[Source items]
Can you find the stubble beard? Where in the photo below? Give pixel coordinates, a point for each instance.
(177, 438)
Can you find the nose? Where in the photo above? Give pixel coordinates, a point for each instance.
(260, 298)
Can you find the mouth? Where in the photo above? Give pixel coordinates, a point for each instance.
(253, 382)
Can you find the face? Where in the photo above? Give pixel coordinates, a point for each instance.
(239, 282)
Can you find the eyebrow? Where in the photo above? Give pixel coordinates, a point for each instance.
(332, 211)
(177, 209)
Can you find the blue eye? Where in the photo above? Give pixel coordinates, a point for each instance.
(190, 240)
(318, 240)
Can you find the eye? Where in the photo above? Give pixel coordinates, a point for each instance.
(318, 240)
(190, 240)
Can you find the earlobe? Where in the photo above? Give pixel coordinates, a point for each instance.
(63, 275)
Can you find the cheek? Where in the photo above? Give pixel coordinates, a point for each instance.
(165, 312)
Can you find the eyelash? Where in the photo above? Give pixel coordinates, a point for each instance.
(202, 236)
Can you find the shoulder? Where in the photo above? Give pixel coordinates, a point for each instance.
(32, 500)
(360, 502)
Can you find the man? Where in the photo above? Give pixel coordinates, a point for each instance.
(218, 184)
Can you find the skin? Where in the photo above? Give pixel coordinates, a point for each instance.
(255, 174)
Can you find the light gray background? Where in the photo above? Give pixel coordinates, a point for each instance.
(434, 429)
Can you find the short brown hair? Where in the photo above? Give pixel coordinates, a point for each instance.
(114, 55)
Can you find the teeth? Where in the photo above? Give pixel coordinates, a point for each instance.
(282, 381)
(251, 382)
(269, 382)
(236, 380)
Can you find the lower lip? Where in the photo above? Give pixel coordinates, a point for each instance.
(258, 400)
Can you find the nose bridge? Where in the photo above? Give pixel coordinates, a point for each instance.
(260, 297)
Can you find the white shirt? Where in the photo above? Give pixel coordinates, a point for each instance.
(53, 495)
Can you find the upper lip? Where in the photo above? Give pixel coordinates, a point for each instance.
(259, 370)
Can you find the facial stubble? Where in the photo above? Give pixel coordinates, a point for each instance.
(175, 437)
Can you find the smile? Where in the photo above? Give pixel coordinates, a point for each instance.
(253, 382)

Exercise prompt: Rewrite the items above, replacing every "a point for each instance" with "one point per instance" and leaving everything else unchanged.

Task answer:
Can you find the stubble beard? Where in the photo below? Give pixel coordinates, one point per instance.
(177, 438)
Can you find the nose? Where in the photo above? Give pixel coordinates, one point per instance.
(260, 298)
Can you find the mouth? Where in the photo above? Give pixel coordinates, one point per instance.
(253, 382)
Can you find the face? Where in the photo above? Give pixel coordinates, one point per instance.
(239, 282)
Can you find the eyebrow? Where in the photo above? Give pixel coordinates, one point per instance.
(332, 211)
(177, 209)
Can you find the blue eye? Where in the photo above? Give pixel coordinates, one point per instance.
(190, 240)
(318, 240)
Can you find the eye? Where in the photo above? Give pixel coordinates, one point per instance.
(318, 240)
(190, 240)
Can you find the earlobe? Where in the photo above? Give pixel coordinates, one point per instance.
(63, 275)
Can you find the cheek? Where in the photo above? Give pixel coordinates, one point per instance.
(165, 312)
Can you find the eyelash? Where in the photo above? Give pixel coordinates, one point per instance.
(202, 236)
Can you find the shoulder? Where in the photo above? Give pixel coordinates, one point per instance.
(32, 500)
(360, 502)
Can you find the man? Where in the photo above? Give pixel coordinates, one point per instance.
(218, 184)
Can you find the skin? Where in the photo above? Give pixel coordinates, one point per instance.
(255, 174)
Can you find the light gray background? Where in the photo above? Give pixel coordinates, one point per instance.
(434, 429)
Can you find the short brown hair? Where in the photo above? Give pixel coordinates, one point per instance.
(114, 55)
Can you find the teeth? Where in the photo above? Give pixel coordinates, one point per instance.
(282, 381)
(251, 382)
(269, 382)
(236, 380)
Can you find the lower lip? Where in the photo above? Give pixel coordinates, one point per instance.
(258, 400)
Can you find the nose bridge? Where in the photo above? Give pixel coordinates, one point per instance.
(260, 297)
Can you find the white shirt? Where in the photo above? Give pixel coordinates, one point per instance.
(53, 495)
Can you find the upper lip? Where in the photo above? Give pixel coordinates, one point per instance.
(259, 370)
Can you find the facial stubble? Where in the photo above? Give pixel coordinates, one point per instance.
(175, 437)
Can you find the smile? Where in the photo above? Give pixel coordinates, one point per instance.
(253, 382)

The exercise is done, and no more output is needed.